## Requirement 1
In the protocol passage on PCR, pooling and cDNA fragmentation, what fragment size should the shearing parameters be set to produce?
## Requirement 2
Continue the protocol passage on PCR, pooling and cDNA fragmentation from its final pause point.

## Passage to read
Pipette 13 μL PCR Master mix to each well in the reaction plate and mix by pipetting up and down several times.
-
13.
Seal the the plate and move to post-PCR area.
-
14.
Start the PCR program STRT-P1.
| STRT-P1 PCR cycling conditions | |||
|---|---|---|---|
| Steps | Temperature | Time | Cycles |
| Initial Denaturation | 98°C | 1 min | 1 |
| Denaturation | 98°C | 10 s | 10 cycles |
| Annealing | 62°C | 30 s | |
| Extension | 72°C | 5 min | |
| Hold | 4°C | forever | |
Sample pooling and purification
Timing: 30 min
-
15.
Spin the plate (1 min at 1500 × g). Pool the samples from all the wells into one 1.5 mL LoBind tube.
-
16.
Purify the content with PCR Clean-up column (NucleoSpin Gel and PCR Clean-up/Macherey-Nagel) according to manufacturer’s instructions. https://www.mn-net.com/media/pdf/02/1a/74/Instruction-NucleoSpin-Gel-and-PCR-Clean-up.pdf
Alternatives: You can also use equivalent kit for clean-up from other suppliers; however, we have not tested the impact of alternatives on protocol performance.
-
17.
Elute with 32 μL elution buffer from the kit into a clean 1.5 mL LoBind tube.
-
18.Take 2 μL aside for TapeStation (HS D1000) for first quality control (sample QC-1).
-
a.30 μL is left for the next step.
-
b.Keep the QC-1 sample on ice or at −20°C until you are ready with your QC-2 sample (step 26) and analyze them simultaneously.
Pause point: The sample can be stored at −20°C up to 1 month.
-
a.
Fragmentation of full-length cDNA
Timing: 30 min
-
19.
Mix AMPure XP beads well. (You should have homogenous brown solution and no bead precipitates. It is recommended to take an aliquot of 200–500 μL into a 2 mL tube and mix by vortexing before each use.)
-
20.
Add 24 μL AMPure XP beads to the 30 μL cDNA tube (from step 18). Mix well by vortexing and keep 10 min at 20°C–22°C.
-
21.
Place the tube on the magnetic stand for at least 3 min or until the supernatant is clear and discard the supernatant.
-
22.
Remove the tube from the magnetic rack and re-suspend the beads in 100 μL EB. Wait for at least 1 min.
-
23.
Capture the beads on a magnet and transfer the supernatant (100 μL, containing the cDNA) into a clean 1.5 mL LoBind tube.
-
24.
Shear the amplified cDNA with Covaris Focused ultrasonicator (or compatible), using 130 μL microtubes. Set the parameters to produce 300 bp fragments according to the manufacturer’s protocol. https://www.covaris.com/protocols/?sku=500295
-
25.
Purify and concentrate the fragmented product with PCR Clean-up column (NucleoSpin Gel and PCR Clean-up). Elute with 32 μL elution buffer from the kit into a clean 1.5 mL LoBind tube.
-
26.
Take 2 μL aside for TapeStation for the second quality control step (sample QC-2). 30 μL is left for the next step.
Pause point: The sample can be stored at −20°C for up to 1 month.

## Data excerpts
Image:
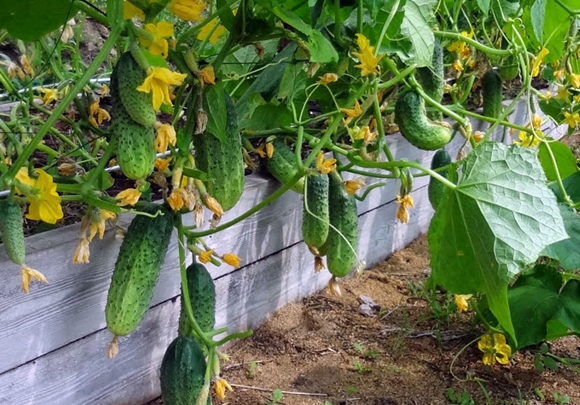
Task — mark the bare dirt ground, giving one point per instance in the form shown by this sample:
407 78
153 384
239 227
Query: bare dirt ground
400 355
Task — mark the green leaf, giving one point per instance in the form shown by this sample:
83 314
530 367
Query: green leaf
215 107
566 251
31 19
415 27
486 230
565 160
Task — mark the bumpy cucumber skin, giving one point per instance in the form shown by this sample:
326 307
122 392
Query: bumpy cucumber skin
340 257
222 161
282 165
182 372
135 142
414 124
202 296
137 269
12 231
137 103
436 188
432 79
491 85
314 230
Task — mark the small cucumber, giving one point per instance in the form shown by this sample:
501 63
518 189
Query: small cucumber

## Result 1
300 bp fragments.

## Result 2
-
27.
Analyze the QC-1 (from step 18) and QC-2 samples (from step 26) with Tape Station before proceeding with the protocol. See Figure 2 for expected analysis results. Typical concentrations are:
Figure 2.
Library quality control with TapeStation
In QC1, after amplification of the full-sized cDNA, you should see variation of transcript sizes (from about 200 bp to >2000 bp). In QC2, the cDNA has been fragmented to size around 300 bp. In QC3 after further amplification, size selection and purification, sharper peak around 300 bp should be visible.
QC-1: 5–50 ng/μL
QC-2: 2–20 ng/μL
If the analysis results are as expected, proceed to the next step. Troubleshooting 1 and 2.
End-repair, adapter ligation and 5′end amplification
Timing: 4 h
CRITICAL: In the following enzymatic steps, incubations are performed with cDNA bound to beads; gentle mixing of the reaction tube is required to avoid sinking of the beads to the bottom of the tube. We have used Eppendorf ThermoMixer C, but equivalent thermal mixer from other suppliers can also be used.
Alternatives: If you do not have a thermal mixer, the mixing can be done manually by pipetting at 10 min intervals to disperse the beads.
-
28.Wash Dynabeads MyOne C1 Streptavidin beads as follows:
-
a.Take 12 μL MyOne C1 Streptavidin beads in a 1.5 mL LoBind tube.
-
b.Capture the beads using a magnet, and withdraw the supernatant from the tube.
-
c.Remove the tube from the magnetic rack and re-suspend the beads in 200 μL 2×BP buffer. Capture the beads and remove the supernatant.
-
d.Repeat step 28c. once more.
-
e.Re-suspend the beads in 30 μL 2×BP buffer.
-
a.
-
29.
Mix the washed beads (30 μL) and the fragmentized cDNA (30 μL, from step 26) in a 1.5 mL LoBind tube. Final concentration of the binding buffer will be now 1xBP.
-
30.
Incubate 20 min on 500 rpm in thermal mixer at 20°C–22°C.
-
31.
Place the tube on a magnetic rack until the beads clearly separate from the liquid (1–3 min). Discard the supernatant and remove the tube from the magnetic rack.
-
32.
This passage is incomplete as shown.